● **Provided data**

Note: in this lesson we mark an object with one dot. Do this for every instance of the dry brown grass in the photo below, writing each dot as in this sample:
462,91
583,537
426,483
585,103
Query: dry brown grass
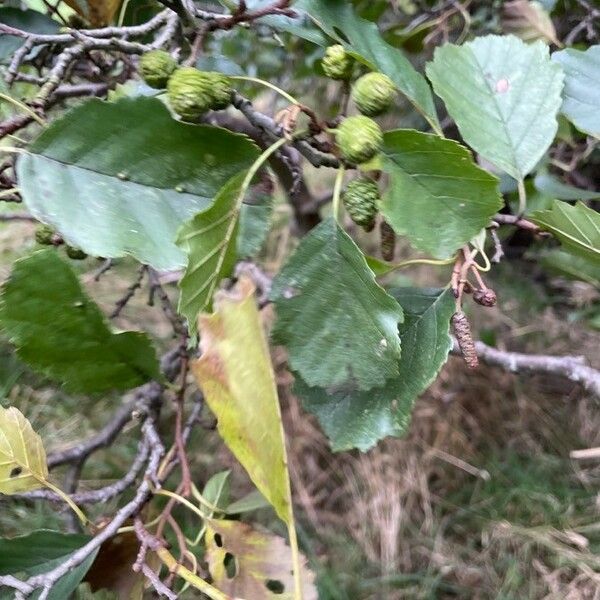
394,502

● **Task directions**
Without including a single picture, restate all of the data word for word.

● **Your response**
Note: in this lesson we mark an object with one dot. Do this for every instance of the dry brown grass in the photo below, writing each dot as in this sample:
462,91
583,537
426,483
585,103
Query: dry brown grass
394,502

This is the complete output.